Start

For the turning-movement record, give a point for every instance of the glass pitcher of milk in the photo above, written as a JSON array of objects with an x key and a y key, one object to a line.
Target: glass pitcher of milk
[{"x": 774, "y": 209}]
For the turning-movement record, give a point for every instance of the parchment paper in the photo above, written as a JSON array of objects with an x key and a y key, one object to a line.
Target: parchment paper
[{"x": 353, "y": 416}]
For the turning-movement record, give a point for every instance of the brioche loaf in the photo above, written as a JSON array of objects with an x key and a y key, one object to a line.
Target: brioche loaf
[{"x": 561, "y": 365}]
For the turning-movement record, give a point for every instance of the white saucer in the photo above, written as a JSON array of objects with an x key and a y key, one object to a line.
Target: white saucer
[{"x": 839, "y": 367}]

End

▶ _Problem_
Convert every line of the records above into a JSON list of strings, with one string per line and blank lines omitted.

▶ _Exercise answer_
[
  "For the turning-movement record, give a point for every instance of the glass pitcher of milk in the photo above, written as a JSON array of objects with an x key and a y key, one object to a line.",
  "Target: glass pitcher of milk",
  "[{\"x\": 774, \"y\": 209}]",
  "For the turning-movement record, give a point for every instance of the parchment paper in the photo above, written as a JSON array of objects with an x key and a y key, one object to a line.",
  "Target: parchment paper",
  "[{\"x\": 353, \"y\": 416}]",
  "For the turning-movement record, give a point for every instance of the brioche loaf in the photo above, written as a JSON array of objects with an x key and a y key, one object to a line.",
  "Target: brioche loaf",
  "[{\"x\": 561, \"y\": 365}]",
  "For the turning-movement record, give a point for every instance of the white saucer in the photo above, written as a JSON array of objects with an x key and a y key, one object to a line.",
  "Target: white saucer",
  "[{\"x\": 839, \"y\": 367}]"
]